• TESTO DI PARTENZA
Il 2024 molto facilmente sarà l'anno decisivo per le sorti della guerra in Ucraina e probabilmente si arriverà a un cessate il fuoco entro l'inverno, forse anche prima di novembre. Le forze ucraine sul fronte terrestre sono ormai stabilmente sulla difensiva e gli unici risultati arrivano dalle azioni dei droni suicidi navali che colpiscono le unità della Flotta russa del Mar Nero.
Sul terreno, infatti, la situazione operativa complessiva suggerisce che la Russia sta sviluppando uno slancio offensivo in tutto il teatro. Questo avrà effetti deleteri sulla potenza di combattimento ucraina impedendo la rotazione, la ricostituzione e la ridistribuzione delle truppe, consumando al contempo le riserve che stanno lentamente diminuendo per le note difficoltà di arruolamento.
Gli obiettivi russi
Nel breve termine (ovvero nei prossimi mesi primaverili ed estivi) è altamente probabile che l'esercito russo progredisca verso i seguenti obiettivi operativi intermedi: sviluppare un'offensiva intorno a Chasiv Yar, Toretsk e Kontyantinivka; attaccare lungo la linea Zherebets-Oskil verso Lyman, per catturare la linea del fiume Donetsk come prerequisito per un'operazione contro Kramatorsk, che è il vero centro nevralgico del Donbass settentrionale; proseguire gli assalti verso Kurakhove in preparazione della liquidazione del saliente di Vuhledar; continuare gli attacchi di fissaggio verso Orikhiv per impedire futuri tentativi ucraini di sfruttare il saliente di Robotyne; infine attaccare ed eliminare la piccola testa di ponte ucraina sulla riva sinistra del fiume Dnepr.

• COSA FARE
• A. Secondo l'articolo sulla guerra in Ucraina, quale città è il vero centro nevralgico del Donbass settentrionale?
• B. Trascrivi dall'articolo sulla guerra in Ucraina il passo che parte dalle parole "Gli obiettivi russi" e fermati dopo le parole "del fiume Dnepr.".

• DATI FORNITI
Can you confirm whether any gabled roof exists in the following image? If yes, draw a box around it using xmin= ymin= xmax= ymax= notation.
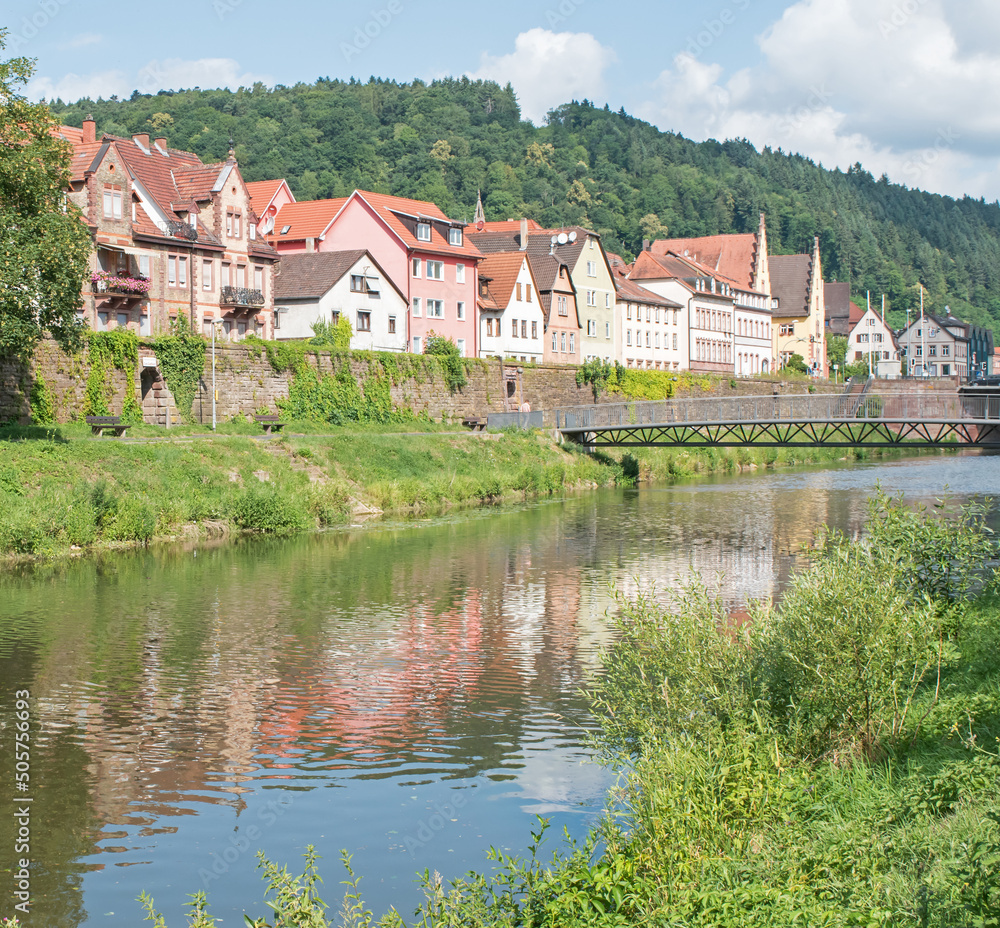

• LE RISPOSTE
• A. Kramatorsk.

• B.
Gli obiettivi russi
Nel breve termine (ovvero nei prossimi mesi primaverili ed estivi) è altamente probabile che l'esercito russo progredisca verso i seguenti obiettivi operativi intermedi: sviluppare un'offensiva intorno a Chasiv Yar, Toretsk e Kontyantinivka; attaccare lungo la linea Zherebets-Oskil verso Lyman, per catturare la linea del fiume Donetsk come prerequisito per un'operazione contro Kramatorsk, che è il vero centro nevralgico del Donbass settentrionale; proseguire gli assalti verso Kurakhove in preparazione della liquidazione del saliente di Vuhledar; continuare gli attacchi di fissaggio verso Orikhiv per impedire futuri tentativi ucraini di sfruttare il saliente di Robotyne; infine attaccare ed eliminare la piccola testa di ponte ucraina sulla riva sinistra del fiume Dnepr.